- [Task to carry out] Put the lines of the data below into a JSON list of strings, one string per line with blank lines left out. Include only the lines from the one that contains "Each instance of the cave" through the one that contains "[(23, 24), (30, 32), (17, 39)]".
* start *
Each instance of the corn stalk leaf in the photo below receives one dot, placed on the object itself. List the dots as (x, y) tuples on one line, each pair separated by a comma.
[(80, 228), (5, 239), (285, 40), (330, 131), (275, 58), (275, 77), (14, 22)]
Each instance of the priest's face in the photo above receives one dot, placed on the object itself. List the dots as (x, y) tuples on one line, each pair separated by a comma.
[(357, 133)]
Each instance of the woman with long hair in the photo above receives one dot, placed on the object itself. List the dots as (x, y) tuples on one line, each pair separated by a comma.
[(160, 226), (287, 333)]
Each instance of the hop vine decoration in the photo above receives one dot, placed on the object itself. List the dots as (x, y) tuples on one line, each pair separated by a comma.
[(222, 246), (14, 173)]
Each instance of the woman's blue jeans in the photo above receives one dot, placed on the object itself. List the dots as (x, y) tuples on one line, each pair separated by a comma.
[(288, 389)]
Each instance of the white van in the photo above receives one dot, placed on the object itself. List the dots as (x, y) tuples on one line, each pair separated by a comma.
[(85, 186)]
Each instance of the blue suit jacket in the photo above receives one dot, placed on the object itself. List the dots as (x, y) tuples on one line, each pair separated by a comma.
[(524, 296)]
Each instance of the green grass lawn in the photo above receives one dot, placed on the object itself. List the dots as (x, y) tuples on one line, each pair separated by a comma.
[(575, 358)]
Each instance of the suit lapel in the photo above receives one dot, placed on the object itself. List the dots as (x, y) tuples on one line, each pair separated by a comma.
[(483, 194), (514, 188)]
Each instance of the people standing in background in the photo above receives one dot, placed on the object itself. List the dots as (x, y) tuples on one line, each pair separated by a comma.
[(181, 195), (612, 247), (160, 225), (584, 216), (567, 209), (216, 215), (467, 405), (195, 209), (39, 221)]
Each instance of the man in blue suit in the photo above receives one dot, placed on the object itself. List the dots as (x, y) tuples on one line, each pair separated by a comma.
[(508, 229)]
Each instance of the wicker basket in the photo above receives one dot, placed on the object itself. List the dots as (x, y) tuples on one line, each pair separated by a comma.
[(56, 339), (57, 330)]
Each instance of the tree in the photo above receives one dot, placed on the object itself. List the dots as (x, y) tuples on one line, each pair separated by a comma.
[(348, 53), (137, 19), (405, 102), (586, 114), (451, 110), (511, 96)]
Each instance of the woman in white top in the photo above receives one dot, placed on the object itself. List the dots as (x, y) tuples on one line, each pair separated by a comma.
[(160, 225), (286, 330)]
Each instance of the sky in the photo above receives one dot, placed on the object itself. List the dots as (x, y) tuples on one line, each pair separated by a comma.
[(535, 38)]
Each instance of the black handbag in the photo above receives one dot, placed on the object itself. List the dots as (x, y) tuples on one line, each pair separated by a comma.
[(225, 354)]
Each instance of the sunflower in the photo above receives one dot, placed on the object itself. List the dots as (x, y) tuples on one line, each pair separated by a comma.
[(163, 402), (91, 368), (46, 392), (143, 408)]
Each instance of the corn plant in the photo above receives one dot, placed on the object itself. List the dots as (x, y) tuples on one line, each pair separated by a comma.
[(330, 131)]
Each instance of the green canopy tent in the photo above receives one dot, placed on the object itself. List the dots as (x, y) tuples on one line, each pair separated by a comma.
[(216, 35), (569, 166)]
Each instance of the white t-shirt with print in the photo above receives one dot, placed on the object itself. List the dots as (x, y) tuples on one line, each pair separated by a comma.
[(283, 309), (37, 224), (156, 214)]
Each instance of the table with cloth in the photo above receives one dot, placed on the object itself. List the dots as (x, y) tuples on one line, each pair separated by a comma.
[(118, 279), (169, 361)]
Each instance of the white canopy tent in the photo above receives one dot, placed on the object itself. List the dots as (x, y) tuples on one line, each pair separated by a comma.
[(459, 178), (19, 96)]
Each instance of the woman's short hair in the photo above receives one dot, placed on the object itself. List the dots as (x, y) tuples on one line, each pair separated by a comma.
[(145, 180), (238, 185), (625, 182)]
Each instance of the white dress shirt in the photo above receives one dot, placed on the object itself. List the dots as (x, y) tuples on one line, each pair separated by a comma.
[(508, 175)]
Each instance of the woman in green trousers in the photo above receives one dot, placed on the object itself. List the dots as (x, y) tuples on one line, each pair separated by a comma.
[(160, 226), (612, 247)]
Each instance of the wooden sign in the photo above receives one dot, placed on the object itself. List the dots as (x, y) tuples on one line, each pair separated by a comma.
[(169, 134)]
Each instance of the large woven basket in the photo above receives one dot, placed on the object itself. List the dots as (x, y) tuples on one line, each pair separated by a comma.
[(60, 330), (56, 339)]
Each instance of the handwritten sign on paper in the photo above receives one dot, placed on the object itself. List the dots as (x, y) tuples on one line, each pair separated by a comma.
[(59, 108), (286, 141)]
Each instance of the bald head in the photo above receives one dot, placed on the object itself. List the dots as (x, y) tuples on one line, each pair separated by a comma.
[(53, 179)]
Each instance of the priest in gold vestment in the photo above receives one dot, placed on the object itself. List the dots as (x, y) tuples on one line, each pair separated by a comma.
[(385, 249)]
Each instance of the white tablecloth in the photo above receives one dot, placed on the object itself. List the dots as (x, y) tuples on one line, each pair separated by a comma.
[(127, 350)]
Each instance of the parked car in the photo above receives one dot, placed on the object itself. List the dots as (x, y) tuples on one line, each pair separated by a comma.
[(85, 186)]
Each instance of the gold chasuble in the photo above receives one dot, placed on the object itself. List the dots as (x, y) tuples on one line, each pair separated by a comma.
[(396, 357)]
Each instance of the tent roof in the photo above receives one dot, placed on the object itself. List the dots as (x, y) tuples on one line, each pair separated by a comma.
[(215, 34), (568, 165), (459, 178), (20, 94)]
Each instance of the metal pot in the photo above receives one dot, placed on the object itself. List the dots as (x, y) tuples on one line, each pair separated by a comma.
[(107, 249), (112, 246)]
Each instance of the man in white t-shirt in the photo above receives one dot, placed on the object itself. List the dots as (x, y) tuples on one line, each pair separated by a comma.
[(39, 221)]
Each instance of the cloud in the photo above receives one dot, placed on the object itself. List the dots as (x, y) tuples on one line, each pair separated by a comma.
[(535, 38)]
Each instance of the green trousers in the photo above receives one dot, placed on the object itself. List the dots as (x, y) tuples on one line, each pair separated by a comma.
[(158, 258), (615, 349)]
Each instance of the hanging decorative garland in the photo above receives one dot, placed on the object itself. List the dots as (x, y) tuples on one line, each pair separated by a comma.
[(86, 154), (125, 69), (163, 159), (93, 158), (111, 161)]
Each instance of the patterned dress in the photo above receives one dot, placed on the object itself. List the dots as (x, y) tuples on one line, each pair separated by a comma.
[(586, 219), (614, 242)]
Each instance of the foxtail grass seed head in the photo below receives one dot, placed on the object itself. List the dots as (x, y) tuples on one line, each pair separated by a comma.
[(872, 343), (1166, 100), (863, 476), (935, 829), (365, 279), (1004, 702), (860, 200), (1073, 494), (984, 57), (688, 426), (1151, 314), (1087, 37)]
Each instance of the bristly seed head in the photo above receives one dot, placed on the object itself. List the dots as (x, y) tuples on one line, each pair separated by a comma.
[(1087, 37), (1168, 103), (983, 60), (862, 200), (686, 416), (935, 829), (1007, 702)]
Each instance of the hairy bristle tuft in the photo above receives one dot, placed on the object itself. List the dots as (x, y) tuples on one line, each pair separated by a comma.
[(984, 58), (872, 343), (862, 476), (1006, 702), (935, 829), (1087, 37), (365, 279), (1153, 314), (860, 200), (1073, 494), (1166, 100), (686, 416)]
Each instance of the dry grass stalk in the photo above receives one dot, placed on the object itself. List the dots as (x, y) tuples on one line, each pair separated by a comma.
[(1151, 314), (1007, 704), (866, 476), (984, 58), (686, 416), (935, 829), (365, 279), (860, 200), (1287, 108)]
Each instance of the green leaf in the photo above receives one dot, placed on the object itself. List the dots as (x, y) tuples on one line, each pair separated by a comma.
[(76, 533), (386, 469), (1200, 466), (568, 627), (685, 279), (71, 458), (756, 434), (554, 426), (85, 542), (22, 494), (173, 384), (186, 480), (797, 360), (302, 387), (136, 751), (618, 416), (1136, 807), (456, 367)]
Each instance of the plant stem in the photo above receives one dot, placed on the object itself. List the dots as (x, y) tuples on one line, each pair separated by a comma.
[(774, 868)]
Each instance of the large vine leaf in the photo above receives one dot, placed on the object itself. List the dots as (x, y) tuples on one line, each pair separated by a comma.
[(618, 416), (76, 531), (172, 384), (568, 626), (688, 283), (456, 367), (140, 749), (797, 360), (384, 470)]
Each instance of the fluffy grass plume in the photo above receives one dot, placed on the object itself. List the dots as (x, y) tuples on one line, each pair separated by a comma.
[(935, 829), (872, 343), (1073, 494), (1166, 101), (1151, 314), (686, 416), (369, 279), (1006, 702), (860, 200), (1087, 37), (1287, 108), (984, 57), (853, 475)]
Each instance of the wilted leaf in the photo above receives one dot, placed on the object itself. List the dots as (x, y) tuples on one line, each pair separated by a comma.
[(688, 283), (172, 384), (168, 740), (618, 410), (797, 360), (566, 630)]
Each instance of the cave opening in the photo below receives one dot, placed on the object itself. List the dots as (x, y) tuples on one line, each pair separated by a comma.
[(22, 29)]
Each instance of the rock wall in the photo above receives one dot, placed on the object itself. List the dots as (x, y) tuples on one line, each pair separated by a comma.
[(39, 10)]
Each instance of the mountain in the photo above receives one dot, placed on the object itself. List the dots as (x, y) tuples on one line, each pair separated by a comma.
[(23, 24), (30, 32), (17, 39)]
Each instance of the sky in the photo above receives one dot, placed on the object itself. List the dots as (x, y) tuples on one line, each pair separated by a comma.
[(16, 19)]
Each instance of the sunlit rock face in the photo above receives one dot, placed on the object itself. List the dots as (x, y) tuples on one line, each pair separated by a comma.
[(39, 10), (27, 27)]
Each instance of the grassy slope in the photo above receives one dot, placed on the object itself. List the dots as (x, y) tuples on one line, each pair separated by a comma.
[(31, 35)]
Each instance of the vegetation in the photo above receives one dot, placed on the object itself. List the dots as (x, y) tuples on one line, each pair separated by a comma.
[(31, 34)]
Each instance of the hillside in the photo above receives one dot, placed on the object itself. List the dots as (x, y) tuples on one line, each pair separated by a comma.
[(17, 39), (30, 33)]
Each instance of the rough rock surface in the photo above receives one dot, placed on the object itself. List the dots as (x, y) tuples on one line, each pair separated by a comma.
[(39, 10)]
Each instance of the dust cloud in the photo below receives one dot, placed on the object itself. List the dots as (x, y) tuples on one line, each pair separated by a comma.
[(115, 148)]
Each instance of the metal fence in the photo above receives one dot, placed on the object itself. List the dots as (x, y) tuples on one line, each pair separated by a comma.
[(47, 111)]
* end *
- [Completed exercise]
[
  "Each instance of the cave opening in the photo below receives one dot, placed on the object itself. List the dots as (x, y) tuples on one line, each pair separated by a comma.",
  "[(22, 29)]",
  "Each instance of the rock wall in the photo above receives one dot, placed on the object itself. List the dots as (x, y) tuples on one line, each pair separated by a comma.",
  "[(39, 10)]",
  "Each instance of the mountain in the photo above receives one dot, placed on the object itself. List the dots as (x, y) tuples on one line, each pair separated by a comma.",
  "[(23, 24), (30, 32), (17, 39)]"
]